Todo apuntaba entonces a que la modernidad, con sus vehículos de comunicación más eficientes que las cartas y que los procesos burocráticos de edición y publicación de revistas, traería discusiones más elocuentes, tan densas como las de Sócrates y los sofistas, pero más claras sin la penumbra de la distancia y el desconocimiento. Pues no. Ahora resulta que nos equivocamos. En realidad lo que la modernidad trajo fue una prisa por comunicar una idea que, en muchas ocasiones, es incompleta. Muchos hijos de los noventa crecimos con ese estigma. Los del nuevo milenio no se diga. Aprendimos que, a pesar de existir puntos e ideas contrarias, definimos que es real aquello que se nos indica.
Hay un dicho que reza «cuando al imbécil le señalaron la Luna solo pudo ver el dedo de quien se la señaló». Quizá no sea lo mejor utilizar dichos en un texto como este, pero ¿qué sería del lenguaje sin las figuras retóricas? Asumamos que es cierto, entonces entenderíamos el porqué de la calificación de argumentos. Ya no importa tanto que alguien tenga un argumento estructurado o no, sino solo importaría quién lo dice. Que la persona que afirme algo cuente con un número de folowers suficientes que lo respalden, que si, por ejemplo, hay una discusión, la persona más popular ganará con el simple hecho de decir «no es cierto» o una versión mucho más apocopada «no cheto».
Las redes sociales están plagadas de ejemplos como estos, de discursos vacíos. No importa tanto el problema del que se trate, para el caso, bastaría con la opinión de un «experto» para que cualquier argumento quede desvalido. Lo que lleva a otra pregunta ¿quién es el experto? Otro de los grandes regalos de la modernidad fue que, como en los programas de telemarketing, todos pudieran identificarse como expertos y la decisión final sería como en los Realitys «el que tenga más interacciones del público».
Estos casos se dan seguido, como lo dije al principio, con el feminismo sectario, el fanatismo a un representante político. También aplica a la inversa, al ser un detractor total de toda acción que hace el representante político y las personas feministas. Después de expresar un argumento puede haber respuestas como «ay, qué flojera», o «te tomaste tanto tiempo de tu vida para explicar esto». O peor aún, descalificaciones basadas en «sigue leyendo a tus libros de autoayuda», como si la potencia del insulto también fortaleciera su razonamiento.
La solución para este problema se advierte confusa, pareciera que la bruma lo vuelve todo azul y que el recuerdo de lo que fue el mundo nos prohíba pensar en lo que es. Este escrito, por ejemplo, es una breve y paradójica defensa de los textos largos, que no presenta sino problemas. Es lo que la actualidad a la que pertenezco me permite. Qué fácil e hipócrita sería exigir la lectura de textos largos cuando me intimido ante libros de trescientas páginas.
Tal vez solo nos quede como opción aceptar el Show de Truman en el que nos hayamos inmersos, o bien, la solución sea procurar la estructura y veracidad cada razonamiento, siendo conscientes de la insignificancia que algunos temas de discusión conllevan, y recordando preceptos éticos que nos ayuden a no matarnos en el camino, a no incendiar a otra persona porque los medios definieron sin justificación que tal o cual persona es mala… o bien, en el último de los casos, dejar que todo fluya, que la guerra de sectas siga y que el ganador nos dicte las reglas de la nueva partida.
* * * *
• [INSTRUCCIÓN DADA]:
Reproduce sin cambios el pasaje del texto de arriba sobre los argumentos en redes sociales, comenzando en «Estos casos se» y continuando hasta «fortaleciera su razonamiento.» inclusive.
* * * *
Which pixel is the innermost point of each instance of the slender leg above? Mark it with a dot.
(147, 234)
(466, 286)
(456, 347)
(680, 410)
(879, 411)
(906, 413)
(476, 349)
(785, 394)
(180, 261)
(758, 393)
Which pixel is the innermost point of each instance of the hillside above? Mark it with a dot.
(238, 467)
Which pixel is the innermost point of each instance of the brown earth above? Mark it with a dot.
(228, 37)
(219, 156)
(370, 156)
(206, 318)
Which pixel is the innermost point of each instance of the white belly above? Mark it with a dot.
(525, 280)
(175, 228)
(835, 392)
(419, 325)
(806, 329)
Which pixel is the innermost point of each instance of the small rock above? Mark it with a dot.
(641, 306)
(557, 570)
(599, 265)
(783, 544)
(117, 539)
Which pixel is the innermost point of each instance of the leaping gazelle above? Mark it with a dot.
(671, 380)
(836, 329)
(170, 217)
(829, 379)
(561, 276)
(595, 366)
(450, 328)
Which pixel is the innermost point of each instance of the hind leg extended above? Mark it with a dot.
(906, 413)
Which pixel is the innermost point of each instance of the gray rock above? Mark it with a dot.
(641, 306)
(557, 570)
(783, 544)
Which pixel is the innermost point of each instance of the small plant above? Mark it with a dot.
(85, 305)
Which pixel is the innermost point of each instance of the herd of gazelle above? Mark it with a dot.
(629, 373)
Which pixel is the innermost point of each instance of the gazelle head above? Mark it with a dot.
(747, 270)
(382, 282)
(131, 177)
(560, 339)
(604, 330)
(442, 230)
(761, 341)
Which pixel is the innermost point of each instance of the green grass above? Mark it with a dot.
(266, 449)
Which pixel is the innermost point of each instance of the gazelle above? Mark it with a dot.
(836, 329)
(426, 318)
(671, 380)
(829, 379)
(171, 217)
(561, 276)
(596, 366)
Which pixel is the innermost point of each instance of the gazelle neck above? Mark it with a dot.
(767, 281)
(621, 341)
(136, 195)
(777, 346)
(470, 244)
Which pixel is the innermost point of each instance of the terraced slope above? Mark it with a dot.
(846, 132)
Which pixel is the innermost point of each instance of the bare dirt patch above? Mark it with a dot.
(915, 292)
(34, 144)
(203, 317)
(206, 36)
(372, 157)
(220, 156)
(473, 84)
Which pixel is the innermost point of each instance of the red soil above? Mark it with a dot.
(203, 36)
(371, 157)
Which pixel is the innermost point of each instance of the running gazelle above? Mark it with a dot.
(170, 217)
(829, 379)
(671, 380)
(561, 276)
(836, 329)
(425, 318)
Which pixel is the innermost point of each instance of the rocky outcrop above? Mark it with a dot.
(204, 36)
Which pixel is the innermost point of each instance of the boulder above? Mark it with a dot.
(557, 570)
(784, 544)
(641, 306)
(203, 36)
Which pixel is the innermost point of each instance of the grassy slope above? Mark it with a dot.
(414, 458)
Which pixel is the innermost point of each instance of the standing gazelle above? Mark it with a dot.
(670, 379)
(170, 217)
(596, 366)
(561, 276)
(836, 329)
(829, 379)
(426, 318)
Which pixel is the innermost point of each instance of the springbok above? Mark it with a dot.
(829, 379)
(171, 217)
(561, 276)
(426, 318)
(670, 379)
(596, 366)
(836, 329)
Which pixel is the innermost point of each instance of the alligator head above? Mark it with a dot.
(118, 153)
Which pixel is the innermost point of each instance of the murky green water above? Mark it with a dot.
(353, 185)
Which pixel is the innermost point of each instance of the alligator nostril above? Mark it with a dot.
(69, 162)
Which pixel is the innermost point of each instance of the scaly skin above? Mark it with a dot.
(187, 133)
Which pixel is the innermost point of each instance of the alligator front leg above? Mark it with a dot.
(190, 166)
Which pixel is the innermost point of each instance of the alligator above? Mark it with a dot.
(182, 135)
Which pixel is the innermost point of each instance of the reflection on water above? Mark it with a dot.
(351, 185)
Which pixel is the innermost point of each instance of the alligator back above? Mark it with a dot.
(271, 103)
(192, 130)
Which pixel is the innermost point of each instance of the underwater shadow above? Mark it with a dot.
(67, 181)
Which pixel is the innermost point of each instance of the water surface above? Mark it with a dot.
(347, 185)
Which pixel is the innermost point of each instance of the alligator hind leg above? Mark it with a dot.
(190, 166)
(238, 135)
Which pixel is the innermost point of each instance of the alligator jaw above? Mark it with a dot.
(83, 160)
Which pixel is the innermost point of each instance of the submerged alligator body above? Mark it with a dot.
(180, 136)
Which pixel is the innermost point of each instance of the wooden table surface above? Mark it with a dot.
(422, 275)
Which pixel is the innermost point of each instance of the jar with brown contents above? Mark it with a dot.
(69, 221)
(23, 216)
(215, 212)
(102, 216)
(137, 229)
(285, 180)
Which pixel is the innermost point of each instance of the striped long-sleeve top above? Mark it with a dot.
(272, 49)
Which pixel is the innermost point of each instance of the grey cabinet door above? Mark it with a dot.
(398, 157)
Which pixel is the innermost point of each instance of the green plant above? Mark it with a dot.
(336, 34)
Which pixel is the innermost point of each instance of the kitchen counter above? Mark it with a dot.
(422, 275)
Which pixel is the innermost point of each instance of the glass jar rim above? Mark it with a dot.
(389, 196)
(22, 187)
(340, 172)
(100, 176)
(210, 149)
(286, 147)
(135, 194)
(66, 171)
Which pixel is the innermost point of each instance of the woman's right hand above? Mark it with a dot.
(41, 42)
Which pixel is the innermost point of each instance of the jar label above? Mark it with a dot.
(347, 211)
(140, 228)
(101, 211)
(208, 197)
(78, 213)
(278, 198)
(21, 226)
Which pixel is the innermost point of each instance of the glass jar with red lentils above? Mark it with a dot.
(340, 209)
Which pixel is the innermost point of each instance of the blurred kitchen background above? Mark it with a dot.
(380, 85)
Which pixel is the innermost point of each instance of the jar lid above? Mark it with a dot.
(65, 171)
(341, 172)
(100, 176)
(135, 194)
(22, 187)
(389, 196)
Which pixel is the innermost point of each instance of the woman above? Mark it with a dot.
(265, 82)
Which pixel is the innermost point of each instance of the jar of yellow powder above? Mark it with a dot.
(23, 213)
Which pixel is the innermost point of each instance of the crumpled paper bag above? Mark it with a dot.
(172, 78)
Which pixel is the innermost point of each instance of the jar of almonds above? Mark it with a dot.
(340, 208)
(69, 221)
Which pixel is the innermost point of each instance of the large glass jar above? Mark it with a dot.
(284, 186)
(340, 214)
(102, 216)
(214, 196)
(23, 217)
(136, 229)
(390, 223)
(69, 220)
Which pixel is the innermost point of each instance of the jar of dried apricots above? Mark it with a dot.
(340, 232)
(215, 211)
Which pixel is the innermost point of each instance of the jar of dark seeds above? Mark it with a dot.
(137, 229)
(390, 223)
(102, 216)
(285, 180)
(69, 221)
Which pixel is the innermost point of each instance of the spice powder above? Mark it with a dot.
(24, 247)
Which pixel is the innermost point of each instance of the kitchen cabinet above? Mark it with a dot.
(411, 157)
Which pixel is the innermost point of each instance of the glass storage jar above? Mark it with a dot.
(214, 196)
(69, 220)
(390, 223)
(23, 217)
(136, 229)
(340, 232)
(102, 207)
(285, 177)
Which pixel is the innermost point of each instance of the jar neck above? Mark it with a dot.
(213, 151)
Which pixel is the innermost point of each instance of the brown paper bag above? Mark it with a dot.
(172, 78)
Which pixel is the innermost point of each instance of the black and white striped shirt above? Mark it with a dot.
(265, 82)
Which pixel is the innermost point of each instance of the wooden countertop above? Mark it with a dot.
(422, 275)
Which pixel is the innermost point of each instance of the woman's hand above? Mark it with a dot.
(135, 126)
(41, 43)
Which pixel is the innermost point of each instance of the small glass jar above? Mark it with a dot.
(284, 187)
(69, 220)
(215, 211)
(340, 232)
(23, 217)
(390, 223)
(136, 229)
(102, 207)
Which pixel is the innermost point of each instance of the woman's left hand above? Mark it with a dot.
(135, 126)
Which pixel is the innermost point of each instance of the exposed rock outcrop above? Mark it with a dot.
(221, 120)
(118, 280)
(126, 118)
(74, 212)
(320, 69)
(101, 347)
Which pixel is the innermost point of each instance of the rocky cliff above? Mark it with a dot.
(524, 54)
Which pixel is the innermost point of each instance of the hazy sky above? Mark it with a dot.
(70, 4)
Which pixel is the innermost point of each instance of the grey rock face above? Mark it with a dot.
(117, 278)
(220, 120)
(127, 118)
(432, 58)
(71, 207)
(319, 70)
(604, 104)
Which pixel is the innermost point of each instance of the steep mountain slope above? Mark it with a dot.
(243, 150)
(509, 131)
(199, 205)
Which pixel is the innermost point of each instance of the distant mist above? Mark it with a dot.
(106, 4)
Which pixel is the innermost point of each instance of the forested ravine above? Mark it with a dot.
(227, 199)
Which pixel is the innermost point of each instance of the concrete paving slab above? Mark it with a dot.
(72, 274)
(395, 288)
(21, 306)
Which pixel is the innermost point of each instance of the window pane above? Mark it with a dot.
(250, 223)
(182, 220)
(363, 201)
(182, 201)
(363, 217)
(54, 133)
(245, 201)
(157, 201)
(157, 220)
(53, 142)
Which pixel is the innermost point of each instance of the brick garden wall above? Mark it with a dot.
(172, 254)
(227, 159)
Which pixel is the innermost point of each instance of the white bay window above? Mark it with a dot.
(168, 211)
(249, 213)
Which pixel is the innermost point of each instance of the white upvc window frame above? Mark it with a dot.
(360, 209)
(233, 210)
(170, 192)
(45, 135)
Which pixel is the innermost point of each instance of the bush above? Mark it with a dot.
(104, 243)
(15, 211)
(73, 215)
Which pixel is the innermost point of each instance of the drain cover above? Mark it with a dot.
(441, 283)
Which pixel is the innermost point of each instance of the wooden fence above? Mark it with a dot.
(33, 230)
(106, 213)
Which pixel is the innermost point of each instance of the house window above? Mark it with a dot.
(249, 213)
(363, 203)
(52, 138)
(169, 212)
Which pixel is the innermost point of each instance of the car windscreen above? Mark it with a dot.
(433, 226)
* * * *
• [RESULTADO OBTENIDO]:
Estos casos se dan seguido, como lo dije al principio, con el feminismo sectario, el fanatismo a un representante político. También aplica a la inversa, al ser un detractor total de toda acción que hace el representante político y las personas feministas. Después de expresar un argumento puede haber respuestas como «ay, qué flojera», o «te tomaste tanto tiempo de tu vida para explicar esto». O peor aún, descalificaciones basadas en «sigue leyendo a tus libros de autoayuda», como si la potencia del insulto también fortaleciera su razonamiento.